Supplied text:
2.1. Smooth Rational Surfaces with $K^2>0$

In this article, we consider smooth rational surfaces S with the condition $K_S^2>0$. By the classification of surfaces [1], each smooth rational surface has a minimal surface, a projective plane ${\mathbb{P}}^2$, or a Hirzebruch surface $\mathbf{F}$. In this article, we only consider the blow-ups of the projective plane ${\mathbb{P}}^2$ and the Hirzebruch surface $\mathbf{F}$ in general position. In fact, the studies of the blow-ups of the Hirzebruch surface $\mathbf{F}$ in general position have not done much so that there are no typical descriptions of the general positions of points in $\mathbf{F}$. Below, we give a description of the blow-ups of the Hirzebruch surface $\mathbf{F}$ in general position matching our purpose.

Goal: Extract the part of the passage on smooth rational surfaces between "2.1. Smooth Rational" and "matching our purpose.", inclusive. The data after this text isn't needed for anything here.

Given entries:
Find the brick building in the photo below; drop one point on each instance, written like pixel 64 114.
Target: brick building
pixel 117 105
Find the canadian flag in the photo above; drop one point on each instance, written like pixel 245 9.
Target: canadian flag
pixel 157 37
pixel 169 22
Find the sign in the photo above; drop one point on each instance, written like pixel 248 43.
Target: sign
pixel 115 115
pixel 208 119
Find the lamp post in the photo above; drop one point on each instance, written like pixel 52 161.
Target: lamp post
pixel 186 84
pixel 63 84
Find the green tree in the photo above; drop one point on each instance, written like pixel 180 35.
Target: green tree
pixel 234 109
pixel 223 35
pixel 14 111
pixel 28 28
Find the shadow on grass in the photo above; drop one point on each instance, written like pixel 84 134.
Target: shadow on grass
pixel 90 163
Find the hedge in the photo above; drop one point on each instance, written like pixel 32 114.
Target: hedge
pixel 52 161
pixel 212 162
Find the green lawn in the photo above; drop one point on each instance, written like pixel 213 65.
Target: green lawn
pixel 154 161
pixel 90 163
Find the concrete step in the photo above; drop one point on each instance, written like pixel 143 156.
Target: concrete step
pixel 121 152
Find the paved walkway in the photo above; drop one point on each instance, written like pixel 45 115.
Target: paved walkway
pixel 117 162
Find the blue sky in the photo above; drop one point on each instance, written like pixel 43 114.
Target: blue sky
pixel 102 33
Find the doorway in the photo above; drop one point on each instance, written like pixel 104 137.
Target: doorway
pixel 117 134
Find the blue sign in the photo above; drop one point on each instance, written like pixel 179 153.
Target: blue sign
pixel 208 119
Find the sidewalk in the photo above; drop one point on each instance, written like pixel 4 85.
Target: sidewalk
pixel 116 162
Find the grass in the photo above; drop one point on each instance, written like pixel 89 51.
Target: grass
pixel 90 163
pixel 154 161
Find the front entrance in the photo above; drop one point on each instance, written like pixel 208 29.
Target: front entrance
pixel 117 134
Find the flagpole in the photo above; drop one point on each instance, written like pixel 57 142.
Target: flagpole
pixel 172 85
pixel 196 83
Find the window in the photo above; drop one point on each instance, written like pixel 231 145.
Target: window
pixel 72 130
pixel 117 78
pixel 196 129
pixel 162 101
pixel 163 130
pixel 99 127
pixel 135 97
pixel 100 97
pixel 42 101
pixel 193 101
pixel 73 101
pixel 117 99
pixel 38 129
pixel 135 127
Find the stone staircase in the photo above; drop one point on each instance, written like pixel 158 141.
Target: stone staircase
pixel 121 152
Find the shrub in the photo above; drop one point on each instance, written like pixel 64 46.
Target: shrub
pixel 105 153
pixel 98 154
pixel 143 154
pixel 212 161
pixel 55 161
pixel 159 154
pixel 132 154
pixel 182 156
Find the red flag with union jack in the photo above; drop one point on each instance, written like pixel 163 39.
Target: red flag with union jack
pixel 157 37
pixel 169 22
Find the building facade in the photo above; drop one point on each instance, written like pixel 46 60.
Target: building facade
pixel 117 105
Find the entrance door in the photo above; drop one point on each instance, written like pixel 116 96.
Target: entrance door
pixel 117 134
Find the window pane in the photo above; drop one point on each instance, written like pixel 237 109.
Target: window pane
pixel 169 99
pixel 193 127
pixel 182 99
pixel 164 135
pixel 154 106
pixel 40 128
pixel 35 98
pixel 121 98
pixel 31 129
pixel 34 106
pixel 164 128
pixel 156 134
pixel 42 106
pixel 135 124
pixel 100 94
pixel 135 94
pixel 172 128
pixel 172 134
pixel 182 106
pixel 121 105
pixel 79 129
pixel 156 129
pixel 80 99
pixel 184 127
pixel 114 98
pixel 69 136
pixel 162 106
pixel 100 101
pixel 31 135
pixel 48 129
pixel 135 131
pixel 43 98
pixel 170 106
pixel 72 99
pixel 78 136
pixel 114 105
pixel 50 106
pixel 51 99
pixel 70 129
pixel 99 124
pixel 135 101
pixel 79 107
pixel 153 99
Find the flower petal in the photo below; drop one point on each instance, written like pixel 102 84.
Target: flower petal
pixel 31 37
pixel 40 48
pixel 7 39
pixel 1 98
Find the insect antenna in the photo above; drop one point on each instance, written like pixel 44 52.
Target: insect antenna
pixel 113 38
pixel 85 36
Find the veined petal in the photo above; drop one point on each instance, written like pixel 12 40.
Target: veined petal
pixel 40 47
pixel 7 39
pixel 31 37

Solution to this exercise:
2.1. Smooth Rational Surfaces with $K^2>0$

In this article, we consider smooth rational surfaces S with the condition $K_S^2>0$. By the classification of surfaces [1], each smooth rational surface has a minimal surface, a projective plane ${\mathbb{P}}^2$, or a Hirzebruch surface $\mathbf{F}$. In this article, we only consider the blow-ups of the projective plane ${\mathbb{P}}^2$ and the Hirzebruch surface $\mathbf{F}$ in general position. In fact, the studies of the blow-ups of the Hirzebruch surface $\mathbf{F}$ in general position have not done much so that there are no typical descriptions of the general positions of points in $\mathbf{F}$. Below, we give a description of the blow-ups of the Hirzebruch surface $\mathbf{F}$ in general position matching our purpose.